* Start EXTRACT TO READ *

As shown in FIG. 22, the decorative plate 94 has a blanket 94a and a curve 94b. The blanket 94a is a disk-like portion provided over the attachment plate 93 so that the through-hole of the shank 93b of the attachment plate 93 is covered. The outer edge of the attachment plate 93 is curved downward, and radially inwardly to line a circle so that the curve 94b is shaped. The outer edge of the base 93a is sandwiched between the end of the curve 94b and the underside of the blanket 94a so that the decorative plate 94 is attached to the attachment plate 93. Similar to above-described embodiments, the female snap 210 and the male snap 220 couples in up and down direction as shown in FIG. 23.

As noted above, in this embodiment, the relative position of the press portion and the pressed portion in the circumferential direction are preset/prefixed when manufacturing the female snap 210, wherein the strong snap type where the radial outward transformation of the ring body 40 is restricted and the weak snap type where the radial outward transformation of the ring body 40 is not restricted are manufactured individually. A description will be made on this fact further with reference to FIGS. 24-28. FIGS. 24 and 25 illustrate a type where the press portion and the pressed portion face each other. FIGS. 26-28 illustrate a type where the press portion and the pressed portion do not face each other. FIGS. 25 and 27 illustrate sectional configurations taken along a dashed line X25-X25 in FIG. 22.

In this example, the press portion 91m is configured by a radially inwardly depressed dent 97 having a predetermined length in the circumferential direction at the tube 91b of the holder 91. A feature in which the pressed portion 40m is provided at the ring body 40 is similar to the first embodiment.

* End EXTRACT TO READ *

• TASKS TO COMPLETE:
[a] According to the snap fastener text, which two parts make up the decorative plate 94?
[b] Continue the snap fastener text from its last sentence.
The records that follow have no connection to the snap fastener text.

* Start GIVEN INFORMATION *

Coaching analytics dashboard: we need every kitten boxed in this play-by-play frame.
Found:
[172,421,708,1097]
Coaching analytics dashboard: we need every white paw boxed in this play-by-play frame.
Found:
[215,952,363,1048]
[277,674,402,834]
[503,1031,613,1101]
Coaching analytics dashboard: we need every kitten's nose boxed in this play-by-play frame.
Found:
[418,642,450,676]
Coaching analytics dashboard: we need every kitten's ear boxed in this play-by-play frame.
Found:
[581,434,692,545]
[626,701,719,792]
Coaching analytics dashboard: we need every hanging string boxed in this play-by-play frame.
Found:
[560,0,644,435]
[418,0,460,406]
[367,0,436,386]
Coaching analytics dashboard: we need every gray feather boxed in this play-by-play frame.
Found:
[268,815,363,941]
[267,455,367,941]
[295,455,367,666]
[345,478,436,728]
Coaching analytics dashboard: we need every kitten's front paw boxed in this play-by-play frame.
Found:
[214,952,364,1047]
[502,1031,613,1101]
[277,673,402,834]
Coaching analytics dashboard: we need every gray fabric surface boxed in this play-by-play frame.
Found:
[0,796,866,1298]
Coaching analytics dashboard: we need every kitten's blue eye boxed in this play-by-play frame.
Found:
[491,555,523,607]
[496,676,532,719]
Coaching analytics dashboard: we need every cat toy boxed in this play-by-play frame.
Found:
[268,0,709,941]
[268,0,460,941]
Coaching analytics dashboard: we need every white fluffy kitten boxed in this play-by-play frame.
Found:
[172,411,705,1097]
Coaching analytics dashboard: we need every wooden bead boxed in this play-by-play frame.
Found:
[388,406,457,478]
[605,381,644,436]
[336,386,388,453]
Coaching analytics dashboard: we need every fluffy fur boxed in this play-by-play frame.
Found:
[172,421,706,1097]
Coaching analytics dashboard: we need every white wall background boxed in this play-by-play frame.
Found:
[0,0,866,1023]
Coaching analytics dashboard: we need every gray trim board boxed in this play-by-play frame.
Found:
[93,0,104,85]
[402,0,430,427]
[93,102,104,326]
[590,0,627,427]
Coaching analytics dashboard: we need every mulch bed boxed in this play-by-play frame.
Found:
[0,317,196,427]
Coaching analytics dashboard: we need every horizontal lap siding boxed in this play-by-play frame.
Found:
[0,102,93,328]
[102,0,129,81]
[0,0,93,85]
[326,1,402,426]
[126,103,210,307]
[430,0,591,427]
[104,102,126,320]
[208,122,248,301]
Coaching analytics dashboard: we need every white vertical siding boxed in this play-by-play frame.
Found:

* End GIVEN INFORMATION *

• FINAL RESULTS:
[a] A blanket 94a and a curve 94b.

[b]
In the weak snap type in which a mark 95 is provided at the underside of the ring body 40 as shown in FIG. 24, the pressed portion 40m and the press portion 91m do not face each other as shown in FIG. 25, and the radial outward transformation of the ring body 40 is not restricted. As shown in FIG. 24, the holder 91 has a quadrangular opening 96a. And, an annular projection 43 entering the opening 96a is provided at the underside of the ring body 40. In this embodiment, the annular projection 43 is much similar to a quadrangle than a circle. A triangular mark 95 is provided at the annular projection 43.

In the strong snap type shown in FIG. 26 in which the mark 95 is located at a different position than the position shown in FIG. 24, the pressed portion 40m and the press portion 91m face one another as shown in FIG. 27, and the radial outward transformation of the ring body 40 is restricted. FIG. 28 illustrates a cross-section of the female snap 210 taken along a dashed line X28-X28 in FIG. 27. As shown in FIG. 28, the pressed portion 40m of the ring body 40 and the press portion 91m of the tube 91b of the holder 91 are facing so that the radial outward transformation of the ring body 40 is restricted.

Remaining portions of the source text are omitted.